EXTRACT PROVIDED:
● ● ● ● ● ● ●

Mr. Laurence Housman laid stress on the fact that the Government was
endeavouring to make Mrs. Wilks, through her affection, do something she
did not consider right. Liberty could only be enjoyed when laws were not an
offence to the moral conscience of a people. Laws were not broken in this
country every day because they were not practicable. Every man, according to
law, must go to church on Sunday morning, or sit two hours in the stocks; it
was unlawful to wheel perambulators on the pavement. If the police were
compelled to administer all the laws on the Statute Book, England would be a
hell. To imprison Mr. Wilks for something which he had not done and could not
do was as sane as if a servant were sent to prison because her employer
objected to lick stamps under the Insurance Act. The Government had tried
bullying, but women had shown that it did not pay. Self-respecting people
break down a law by demonstrating that it is too expensive to carry.
Question for the Solicitor to the Treasury.
The legal aspect was the point specially dealt with by Mr. Herbert Jacobs,
chairman of the Men’s League for Women’s Suffrage. He said that it was
stupidity, not chivalry, which deprived the husband under the Married
Women’s Property Act of of the right to his
wife’s earnings, but did not relieve him of responsibility to pay for her.
Imprisonment for debt has been abolished; but if it could be shown that a man
had the means to pay and refused to pay, he could be sent to prison for
contempt of court. Mr. Jacobs suggested that the Solicitor to the Treasury
should be asked to reply to the following question: “What has Mr. Wilks done
or omitted to do that he should be imprisoned for life?” The law, he added,
does not compel a man to do that which he cannot possibly perform. The action
of the Internal Revenue authorities may be illegal; it certainly is barbarous
and ridiculous.

● ● ● ● ● ● ●

GIVEN REQUEST A: Reproduce the passage about the imprisonment of Mr. Wilks word for word, from start to finish.

● ● ● ● ● ● ●

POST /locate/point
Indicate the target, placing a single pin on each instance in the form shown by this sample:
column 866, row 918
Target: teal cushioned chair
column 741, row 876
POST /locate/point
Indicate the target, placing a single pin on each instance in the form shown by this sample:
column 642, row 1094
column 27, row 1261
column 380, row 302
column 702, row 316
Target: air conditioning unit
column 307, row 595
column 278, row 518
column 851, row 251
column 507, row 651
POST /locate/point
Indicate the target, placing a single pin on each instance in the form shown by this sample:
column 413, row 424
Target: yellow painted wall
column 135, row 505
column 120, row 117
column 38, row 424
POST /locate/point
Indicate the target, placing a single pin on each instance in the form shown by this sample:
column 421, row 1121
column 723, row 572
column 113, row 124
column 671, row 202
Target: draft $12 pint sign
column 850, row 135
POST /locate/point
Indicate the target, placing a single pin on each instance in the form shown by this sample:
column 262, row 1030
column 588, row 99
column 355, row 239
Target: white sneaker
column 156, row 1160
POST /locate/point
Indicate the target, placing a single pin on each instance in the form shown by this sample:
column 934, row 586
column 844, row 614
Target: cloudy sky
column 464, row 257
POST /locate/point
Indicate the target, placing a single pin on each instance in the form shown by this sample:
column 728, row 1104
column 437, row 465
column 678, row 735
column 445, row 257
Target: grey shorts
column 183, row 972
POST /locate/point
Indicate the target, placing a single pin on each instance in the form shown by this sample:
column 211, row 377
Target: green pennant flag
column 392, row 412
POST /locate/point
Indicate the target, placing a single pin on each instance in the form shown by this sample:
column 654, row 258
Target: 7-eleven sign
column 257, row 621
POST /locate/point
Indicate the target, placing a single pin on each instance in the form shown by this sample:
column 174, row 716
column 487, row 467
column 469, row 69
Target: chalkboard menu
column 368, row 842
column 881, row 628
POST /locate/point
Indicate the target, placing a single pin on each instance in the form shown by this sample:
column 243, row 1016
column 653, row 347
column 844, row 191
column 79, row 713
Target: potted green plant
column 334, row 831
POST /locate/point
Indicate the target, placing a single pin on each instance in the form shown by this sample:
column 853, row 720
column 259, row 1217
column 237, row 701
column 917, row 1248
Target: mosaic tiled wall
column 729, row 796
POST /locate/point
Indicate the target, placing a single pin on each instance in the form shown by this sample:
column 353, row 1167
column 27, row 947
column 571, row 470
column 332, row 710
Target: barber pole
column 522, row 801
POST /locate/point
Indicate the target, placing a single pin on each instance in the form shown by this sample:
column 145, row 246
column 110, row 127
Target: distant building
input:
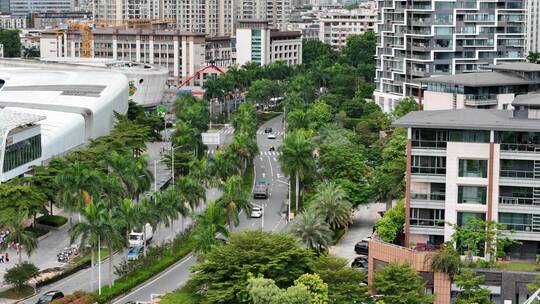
column 337, row 25
column 182, row 53
column 256, row 42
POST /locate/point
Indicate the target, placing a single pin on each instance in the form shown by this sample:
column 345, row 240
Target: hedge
column 51, row 220
column 141, row 275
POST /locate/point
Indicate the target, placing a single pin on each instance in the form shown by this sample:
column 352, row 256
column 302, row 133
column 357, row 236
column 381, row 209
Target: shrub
column 20, row 274
column 52, row 220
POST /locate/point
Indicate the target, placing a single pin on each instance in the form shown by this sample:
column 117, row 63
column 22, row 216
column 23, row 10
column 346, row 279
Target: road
column 266, row 166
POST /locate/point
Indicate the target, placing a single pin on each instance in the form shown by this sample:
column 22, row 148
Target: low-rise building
column 182, row 53
column 494, row 89
column 337, row 25
column 257, row 42
column 468, row 164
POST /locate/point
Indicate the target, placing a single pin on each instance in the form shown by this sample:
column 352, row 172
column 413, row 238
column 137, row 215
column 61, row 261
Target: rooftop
column 482, row 79
column 10, row 119
column 468, row 119
column 516, row 66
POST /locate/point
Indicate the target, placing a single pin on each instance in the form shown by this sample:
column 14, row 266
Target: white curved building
column 146, row 81
column 44, row 113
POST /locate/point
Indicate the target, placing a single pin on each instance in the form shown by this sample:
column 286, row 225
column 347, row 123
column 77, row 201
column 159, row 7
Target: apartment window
column 465, row 217
column 472, row 195
column 22, row 153
column 473, row 168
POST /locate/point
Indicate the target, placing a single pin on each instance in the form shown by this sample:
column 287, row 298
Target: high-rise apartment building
column 421, row 38
column 25, row 7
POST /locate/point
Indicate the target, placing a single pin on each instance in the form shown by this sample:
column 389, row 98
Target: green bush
column 52, row 220
column 172, row 253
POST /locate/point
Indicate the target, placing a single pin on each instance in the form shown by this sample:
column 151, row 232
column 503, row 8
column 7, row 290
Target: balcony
column 428, row 196
column 480, row 100
column 428, row 144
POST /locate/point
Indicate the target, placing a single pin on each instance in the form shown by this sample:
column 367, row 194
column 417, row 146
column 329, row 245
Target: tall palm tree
column 296, row 158
column 209, row 223
column 234, row 199
column 77, row 184
column 331, row 202
column 25, row 239
column 312, row 230
column 95, row 228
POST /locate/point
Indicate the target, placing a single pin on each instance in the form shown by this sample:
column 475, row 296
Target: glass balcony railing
column 428, row 196
column 428, row 170
column 435, row 223
column 521, row 174
column 432, row 144
column 510, row 200
column 525, row 148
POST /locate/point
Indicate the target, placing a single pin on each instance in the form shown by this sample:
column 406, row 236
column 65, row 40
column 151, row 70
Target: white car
column 256, row 212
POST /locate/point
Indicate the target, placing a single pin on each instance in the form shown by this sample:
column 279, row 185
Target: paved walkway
column 364, row 219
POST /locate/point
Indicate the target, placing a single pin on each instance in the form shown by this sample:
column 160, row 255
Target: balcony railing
column 428, row 170
column 428, row 196
column 517, row 174
column 525, row 148
column 480, row 100
column 436, row 223
column 432, row 144
column 510, row 200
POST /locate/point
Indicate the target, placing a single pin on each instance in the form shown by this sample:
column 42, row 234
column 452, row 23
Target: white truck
column 136, row 238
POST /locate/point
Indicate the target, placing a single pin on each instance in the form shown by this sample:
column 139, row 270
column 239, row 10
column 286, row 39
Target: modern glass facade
column 22, row 152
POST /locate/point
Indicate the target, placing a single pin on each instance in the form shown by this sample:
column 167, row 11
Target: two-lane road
column 266, row 166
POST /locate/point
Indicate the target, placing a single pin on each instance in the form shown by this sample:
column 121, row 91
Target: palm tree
column 77, row 184
column 209, row 223
column 331, row 202
column 234, row 199
column 296, row 158
column 95, row 227
column 18, row 234
column 312, row 230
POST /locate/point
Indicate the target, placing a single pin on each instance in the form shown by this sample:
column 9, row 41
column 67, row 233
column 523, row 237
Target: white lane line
column 156, row 278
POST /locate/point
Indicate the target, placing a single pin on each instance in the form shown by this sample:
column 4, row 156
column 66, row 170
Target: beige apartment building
column 182, row 53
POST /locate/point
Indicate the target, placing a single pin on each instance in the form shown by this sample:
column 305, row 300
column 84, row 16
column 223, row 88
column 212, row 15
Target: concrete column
column 176, row 51
column 138, row 48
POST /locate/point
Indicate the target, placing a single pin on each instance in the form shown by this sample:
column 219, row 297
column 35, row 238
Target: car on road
column 256, row 211
column 134, row 253
column 260, row 190
column 360, row 262
column 50, row 296
column 362, row 247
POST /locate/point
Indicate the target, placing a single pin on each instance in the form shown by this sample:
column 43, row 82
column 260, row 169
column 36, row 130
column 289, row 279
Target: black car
column 50, row 296
column 360, row 262
column 362, row 247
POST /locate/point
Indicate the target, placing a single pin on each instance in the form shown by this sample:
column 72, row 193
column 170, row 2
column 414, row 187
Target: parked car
column 261, row 188
column 134, row 253
column 50, row 296
column 256, row 212
column 360, row 262
column 362, row 247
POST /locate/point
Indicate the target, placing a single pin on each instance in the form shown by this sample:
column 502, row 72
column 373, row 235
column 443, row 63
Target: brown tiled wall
column 392, row 253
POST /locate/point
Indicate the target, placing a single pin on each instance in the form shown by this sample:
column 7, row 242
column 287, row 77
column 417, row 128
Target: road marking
column 161, row 275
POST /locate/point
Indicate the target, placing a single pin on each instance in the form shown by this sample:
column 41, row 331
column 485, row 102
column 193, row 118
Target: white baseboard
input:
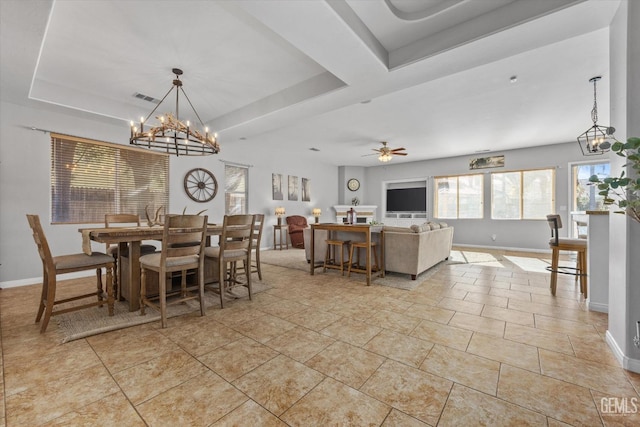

● ● ● ● ● ● ●

GIVEN REQUEST B: Copy out each line in the rows above that contains the string "glass".

CORRECT OUTPUT A:
Mr. Laurence Housman laid stress on the fact that the Government was
endeavouring to make Mrs. Wilks, through her affection, do something she
did not consider right. Liberty could only be enjoyed when laws were not an
offence to the moral conscience of a people. Laws were not broken in this
country every day because they were not practicable. Every man, according to
law, must go to church on Sunday morning, or sit two hours in the stocks; it
was unlawful to wheel perambulators on the pavement. If the police were
compelled to administer all the laws on the Statute Book, England would be a
hell. To imprison Mr. Wilks for something which he had not done and could not
do was as sane as if a servant were sent to prison because her employer
objected to lick stamps under the Insurance Act. The Government had tried
bullying, but women had shown that it did not pay. Self-respecting people
break down a law by demonstrating that it is too expensive to carry.
Question for the Solicitor to the Treasury.
The legal aspect was the point specially dealt with by Mr. Herbert Jacobs,
chairman of the Men’s League for Women’s Suffrage. He said that it was
stupidity, not chivalry, which deprived the husband under the Married
Women’s Property Act of of the right to his
wife’s earnings, but did not relieve him of responsibility to pay for her.
Imprisonment for debt has been abolished; but if it could be shown that a man
had the means to pay and refused to pay, he could be sent to prison for
contempt of court. Mr. Jacobs suggested that the Solicitor to the Treasury
should be asked to reply to the following question: “What has Mr. Wilks done
or omitted to do that he should be imprisoned for life?” The law, he added,
does not compel a man to do that which he cannot possibly perform. The action
of the Internal Revenue authorities may be illegal; it certainly is barbarous
and ridiculous.

CORRECT OUTPUT B:
Target: glass balcony railing
Target: modern glass facade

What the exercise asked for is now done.